Collected data entries
--------------------------------------------------
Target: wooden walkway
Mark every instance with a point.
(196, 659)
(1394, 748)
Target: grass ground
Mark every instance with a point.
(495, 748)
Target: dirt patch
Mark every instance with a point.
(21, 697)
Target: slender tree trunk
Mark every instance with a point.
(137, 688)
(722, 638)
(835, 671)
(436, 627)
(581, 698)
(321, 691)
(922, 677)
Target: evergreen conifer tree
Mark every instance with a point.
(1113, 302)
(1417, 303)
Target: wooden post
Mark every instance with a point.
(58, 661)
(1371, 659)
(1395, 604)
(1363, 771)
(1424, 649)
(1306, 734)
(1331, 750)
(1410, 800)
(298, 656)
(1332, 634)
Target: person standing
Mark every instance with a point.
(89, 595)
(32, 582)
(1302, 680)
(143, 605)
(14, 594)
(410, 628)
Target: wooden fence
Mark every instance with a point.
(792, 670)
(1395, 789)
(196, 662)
--------------------------------------------------
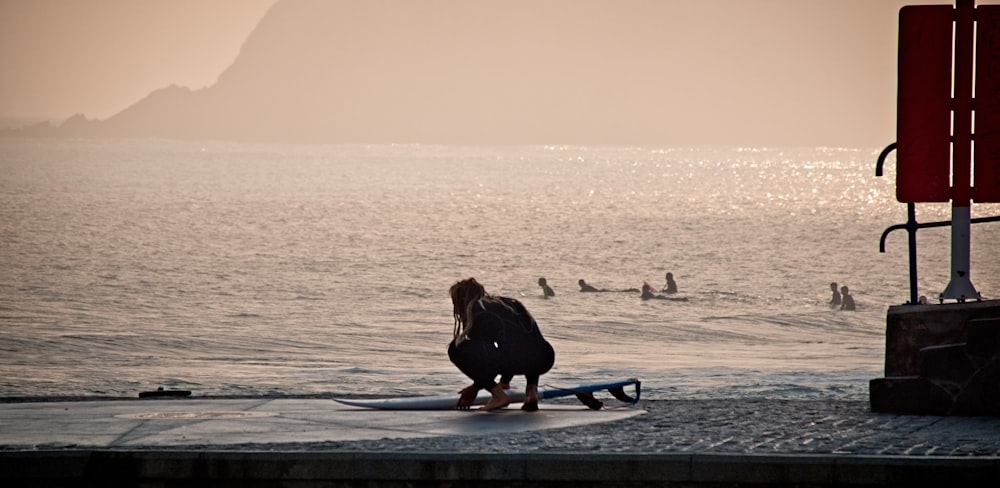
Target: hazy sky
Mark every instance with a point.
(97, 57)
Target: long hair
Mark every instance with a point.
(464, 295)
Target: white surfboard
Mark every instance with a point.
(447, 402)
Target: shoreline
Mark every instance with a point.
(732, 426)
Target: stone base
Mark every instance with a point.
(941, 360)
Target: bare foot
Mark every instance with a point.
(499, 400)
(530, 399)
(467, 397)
--------------------------------------------------
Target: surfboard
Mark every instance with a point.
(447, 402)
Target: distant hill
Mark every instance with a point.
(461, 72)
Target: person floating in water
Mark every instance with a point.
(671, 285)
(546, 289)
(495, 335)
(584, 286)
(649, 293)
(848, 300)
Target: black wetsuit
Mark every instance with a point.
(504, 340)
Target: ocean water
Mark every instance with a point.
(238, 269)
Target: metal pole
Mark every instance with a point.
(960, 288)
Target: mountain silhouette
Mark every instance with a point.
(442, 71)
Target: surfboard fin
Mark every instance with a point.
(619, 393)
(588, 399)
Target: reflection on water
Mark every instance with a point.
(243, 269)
--------------------------------------------------
_Required action_. Across the records above, return every line that contains the word "person".

_Solution for this task_.
Target: person standing
Target: person floating in water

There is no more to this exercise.